Fragmento:
● ● ● ●

Este tipo de énfasis ha sido comprensiblemente mayoritario en tanto la historia reciente centroamericana —a diferencia de lo ocurrido en otros países de Latinoamérica— ha estado marcada por fuerzas guerrilleras de significativo desarrollo, poder de fuego y penetración en la población campesina e indígena, rasgos en buena medida inéditos en América Latina. El impacto de estos eventos ha sido significativo, tanto el ámbito académico como en el ámbito político, así como en el sentido común. Es por esta razón que se describe a dichos procesos como guerra (civil) o “conflicto armado interno”, términos que resultan totalmente pertinente para describir la situación de El Salvador durante la década del 80. Sin embargo, como plantea Pirker (2017):

El impacto de la guerra civil (...) tiende a hacer olvidar que los años previos no sólo fueron la antesala del conflicto sino también un período de gran influencia social y de expansión de canales de participación popular. No fueron exclusivamente las acciones y los grupos guerrilleros (...) los que agudizaron la crisis política sino también la beligerancia y el protagonismo político de un movimiento popular amplio y diverso que ocupó por la vía del hecho —huelgas, tomas de fábricas, manifestaciones— el lugar protagónico en el escenario político (77).

● ● ● ●

Datos extraídos:
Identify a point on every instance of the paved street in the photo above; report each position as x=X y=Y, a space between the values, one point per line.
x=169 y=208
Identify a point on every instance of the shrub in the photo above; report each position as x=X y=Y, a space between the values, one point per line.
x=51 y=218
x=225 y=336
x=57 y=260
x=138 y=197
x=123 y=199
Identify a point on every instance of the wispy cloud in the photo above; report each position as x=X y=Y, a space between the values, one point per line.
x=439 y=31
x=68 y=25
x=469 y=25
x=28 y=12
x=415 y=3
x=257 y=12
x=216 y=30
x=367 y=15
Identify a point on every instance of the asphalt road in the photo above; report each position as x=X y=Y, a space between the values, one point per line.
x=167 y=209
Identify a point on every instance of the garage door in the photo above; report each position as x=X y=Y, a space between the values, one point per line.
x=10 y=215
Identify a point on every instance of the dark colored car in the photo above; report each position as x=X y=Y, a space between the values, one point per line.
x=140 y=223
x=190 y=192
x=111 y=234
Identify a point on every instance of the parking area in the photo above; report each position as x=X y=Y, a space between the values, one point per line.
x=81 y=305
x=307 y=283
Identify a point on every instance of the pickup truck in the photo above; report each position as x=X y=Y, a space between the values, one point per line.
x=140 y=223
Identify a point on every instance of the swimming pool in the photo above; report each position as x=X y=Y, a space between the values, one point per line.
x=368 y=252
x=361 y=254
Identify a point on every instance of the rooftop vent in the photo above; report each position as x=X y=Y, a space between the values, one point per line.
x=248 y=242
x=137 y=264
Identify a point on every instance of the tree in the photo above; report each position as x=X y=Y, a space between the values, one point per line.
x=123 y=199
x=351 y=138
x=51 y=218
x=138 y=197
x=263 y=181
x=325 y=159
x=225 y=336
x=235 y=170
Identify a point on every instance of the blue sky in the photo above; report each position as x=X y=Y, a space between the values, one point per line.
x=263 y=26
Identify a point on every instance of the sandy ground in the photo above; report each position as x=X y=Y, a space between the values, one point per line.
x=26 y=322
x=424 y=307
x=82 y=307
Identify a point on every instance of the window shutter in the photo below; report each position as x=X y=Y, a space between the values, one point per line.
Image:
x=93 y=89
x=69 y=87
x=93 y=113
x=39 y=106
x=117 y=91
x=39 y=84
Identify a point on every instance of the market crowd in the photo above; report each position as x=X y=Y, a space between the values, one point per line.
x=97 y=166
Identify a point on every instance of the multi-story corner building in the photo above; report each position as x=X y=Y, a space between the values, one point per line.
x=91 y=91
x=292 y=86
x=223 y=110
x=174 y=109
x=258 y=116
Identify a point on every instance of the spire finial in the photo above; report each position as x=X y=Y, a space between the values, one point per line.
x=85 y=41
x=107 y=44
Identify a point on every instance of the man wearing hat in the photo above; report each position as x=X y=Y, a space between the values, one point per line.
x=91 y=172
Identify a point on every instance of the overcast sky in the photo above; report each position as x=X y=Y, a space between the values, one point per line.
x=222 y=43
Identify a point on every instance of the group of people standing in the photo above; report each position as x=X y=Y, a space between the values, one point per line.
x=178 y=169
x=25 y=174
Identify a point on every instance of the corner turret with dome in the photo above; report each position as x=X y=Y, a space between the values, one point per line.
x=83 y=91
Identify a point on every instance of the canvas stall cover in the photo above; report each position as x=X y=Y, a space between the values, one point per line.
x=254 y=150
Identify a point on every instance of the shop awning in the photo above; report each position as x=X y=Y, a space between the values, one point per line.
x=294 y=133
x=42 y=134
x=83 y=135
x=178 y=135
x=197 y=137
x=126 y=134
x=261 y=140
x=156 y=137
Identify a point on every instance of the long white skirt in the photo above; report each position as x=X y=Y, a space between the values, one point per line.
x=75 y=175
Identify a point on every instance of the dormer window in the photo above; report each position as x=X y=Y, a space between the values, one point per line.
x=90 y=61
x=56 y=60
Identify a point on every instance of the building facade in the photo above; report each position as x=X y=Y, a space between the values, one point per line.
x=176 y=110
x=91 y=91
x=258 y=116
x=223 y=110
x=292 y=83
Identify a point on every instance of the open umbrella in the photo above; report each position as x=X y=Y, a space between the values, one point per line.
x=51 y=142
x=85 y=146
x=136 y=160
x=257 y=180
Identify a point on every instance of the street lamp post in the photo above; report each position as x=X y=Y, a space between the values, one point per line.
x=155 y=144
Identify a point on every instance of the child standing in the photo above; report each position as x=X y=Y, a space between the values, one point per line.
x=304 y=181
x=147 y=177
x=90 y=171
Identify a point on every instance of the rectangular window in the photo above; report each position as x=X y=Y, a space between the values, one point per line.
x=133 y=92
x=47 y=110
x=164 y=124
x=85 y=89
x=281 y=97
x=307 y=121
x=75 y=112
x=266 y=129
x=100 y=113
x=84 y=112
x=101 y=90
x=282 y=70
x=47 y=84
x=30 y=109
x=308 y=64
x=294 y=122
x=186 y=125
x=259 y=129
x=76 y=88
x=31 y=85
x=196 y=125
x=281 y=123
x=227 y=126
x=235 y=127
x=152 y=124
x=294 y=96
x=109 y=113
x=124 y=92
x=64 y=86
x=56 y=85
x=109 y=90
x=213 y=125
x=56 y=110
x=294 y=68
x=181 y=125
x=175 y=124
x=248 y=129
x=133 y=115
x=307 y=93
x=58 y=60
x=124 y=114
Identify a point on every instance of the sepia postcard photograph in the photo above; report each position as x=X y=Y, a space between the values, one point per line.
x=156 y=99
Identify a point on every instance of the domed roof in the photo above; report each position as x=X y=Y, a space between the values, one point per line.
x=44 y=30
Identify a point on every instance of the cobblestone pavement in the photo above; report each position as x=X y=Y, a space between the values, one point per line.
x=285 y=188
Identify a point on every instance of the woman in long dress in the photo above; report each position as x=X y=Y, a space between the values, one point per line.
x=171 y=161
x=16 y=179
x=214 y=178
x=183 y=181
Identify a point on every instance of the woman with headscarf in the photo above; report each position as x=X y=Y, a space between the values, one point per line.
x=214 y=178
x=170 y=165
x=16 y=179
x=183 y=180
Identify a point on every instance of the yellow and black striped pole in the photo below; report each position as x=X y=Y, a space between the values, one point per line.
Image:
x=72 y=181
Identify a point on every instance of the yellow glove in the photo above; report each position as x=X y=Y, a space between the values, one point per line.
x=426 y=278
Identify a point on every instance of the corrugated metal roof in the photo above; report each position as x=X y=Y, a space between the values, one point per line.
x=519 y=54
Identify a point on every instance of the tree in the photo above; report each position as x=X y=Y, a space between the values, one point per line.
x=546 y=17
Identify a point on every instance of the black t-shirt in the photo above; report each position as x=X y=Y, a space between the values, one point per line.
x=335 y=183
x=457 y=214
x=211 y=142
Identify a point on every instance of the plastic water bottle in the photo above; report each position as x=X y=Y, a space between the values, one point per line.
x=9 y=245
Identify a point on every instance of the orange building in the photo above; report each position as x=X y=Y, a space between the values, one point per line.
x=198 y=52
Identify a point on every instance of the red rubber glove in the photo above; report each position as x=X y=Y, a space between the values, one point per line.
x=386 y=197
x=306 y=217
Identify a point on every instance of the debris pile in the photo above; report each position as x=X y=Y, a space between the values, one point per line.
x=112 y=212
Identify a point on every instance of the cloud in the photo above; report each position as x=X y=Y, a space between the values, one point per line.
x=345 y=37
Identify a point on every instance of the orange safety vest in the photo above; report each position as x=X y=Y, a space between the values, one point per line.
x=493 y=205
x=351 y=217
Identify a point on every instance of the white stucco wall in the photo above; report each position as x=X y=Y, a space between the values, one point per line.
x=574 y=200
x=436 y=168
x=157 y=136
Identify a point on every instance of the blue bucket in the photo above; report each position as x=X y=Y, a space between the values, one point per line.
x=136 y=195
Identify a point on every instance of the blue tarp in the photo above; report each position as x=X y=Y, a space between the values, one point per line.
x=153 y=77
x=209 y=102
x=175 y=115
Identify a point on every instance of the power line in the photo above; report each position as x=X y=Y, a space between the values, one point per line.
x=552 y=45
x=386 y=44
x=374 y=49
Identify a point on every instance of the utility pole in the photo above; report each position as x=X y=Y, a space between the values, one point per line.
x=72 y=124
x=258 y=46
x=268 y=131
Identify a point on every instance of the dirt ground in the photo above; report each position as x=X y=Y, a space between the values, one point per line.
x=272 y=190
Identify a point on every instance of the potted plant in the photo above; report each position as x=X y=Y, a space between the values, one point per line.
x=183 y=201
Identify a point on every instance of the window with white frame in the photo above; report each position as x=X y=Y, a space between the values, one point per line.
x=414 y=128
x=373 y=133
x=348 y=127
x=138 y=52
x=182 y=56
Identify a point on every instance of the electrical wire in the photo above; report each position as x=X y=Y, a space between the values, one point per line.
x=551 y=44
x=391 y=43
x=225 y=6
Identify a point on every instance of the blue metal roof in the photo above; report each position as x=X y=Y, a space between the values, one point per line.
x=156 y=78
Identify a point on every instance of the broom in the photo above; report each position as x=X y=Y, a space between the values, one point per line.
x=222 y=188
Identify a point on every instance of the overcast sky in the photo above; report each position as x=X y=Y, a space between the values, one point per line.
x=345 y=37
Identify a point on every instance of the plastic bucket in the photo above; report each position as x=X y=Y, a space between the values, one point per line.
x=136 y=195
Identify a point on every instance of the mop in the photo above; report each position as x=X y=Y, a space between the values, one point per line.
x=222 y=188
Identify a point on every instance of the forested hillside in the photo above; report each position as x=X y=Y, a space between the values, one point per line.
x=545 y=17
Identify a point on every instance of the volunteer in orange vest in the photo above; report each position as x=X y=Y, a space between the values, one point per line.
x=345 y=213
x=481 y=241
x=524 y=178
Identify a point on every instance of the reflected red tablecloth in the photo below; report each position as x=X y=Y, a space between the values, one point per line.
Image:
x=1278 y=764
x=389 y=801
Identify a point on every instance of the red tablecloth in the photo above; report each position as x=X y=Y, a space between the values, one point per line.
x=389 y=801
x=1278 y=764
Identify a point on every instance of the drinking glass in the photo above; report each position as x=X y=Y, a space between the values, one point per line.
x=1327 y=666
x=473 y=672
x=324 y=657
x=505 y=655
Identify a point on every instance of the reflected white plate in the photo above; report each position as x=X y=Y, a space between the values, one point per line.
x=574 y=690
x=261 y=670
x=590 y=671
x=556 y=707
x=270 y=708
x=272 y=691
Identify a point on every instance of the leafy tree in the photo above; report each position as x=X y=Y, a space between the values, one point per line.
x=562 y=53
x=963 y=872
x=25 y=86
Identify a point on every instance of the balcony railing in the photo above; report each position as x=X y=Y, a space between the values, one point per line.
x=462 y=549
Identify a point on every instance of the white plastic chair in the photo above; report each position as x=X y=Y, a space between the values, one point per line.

● ● ● ●

Consigna A:
Responde, según el fragmento sobre la historia centroamericana:
(i) ¿Con qué década se asocia la situación de El Salvador?
(ii) ¿Con qué dos términos se describen dichos procesos?
(iii) En la cita de Pirker, ¿qué tres acciones se dan como ejemplos de la vía del hecho?
Consigna B:
Transcribe del fragmento sobre la historia centroamericana la parte que comienza con las palabras "El impacto de la" y termina con "escenario político (77).".
Las líneas no tienen ningún papel en esta parte.

Respuesta correcta A:
(i) La década del 80.
(ii) Guerra (civil) y "conflicto armado interno".
(iii) Huelgas, tomas de fábricas y manifestaciones.

Respuesta correcta B:
El impacto de la guerra civil (...) tiende a hacer olvidar que los años previos no sólo fueron la antesala del conflicto sino también un período de gran influencia social y de expansión de canales de participación popular. No fueron exclusivamente las acciones y los grupos guerrilleros (...) los que agudizaron la crisis política sino también la beligerancia y el protagonismo político de un movimiento popular amplio y diverso que ocupó por la vía del hecho —huelgas, tomas de fábricas, manifestaciones— el lugar protagónico en el escenario político (77).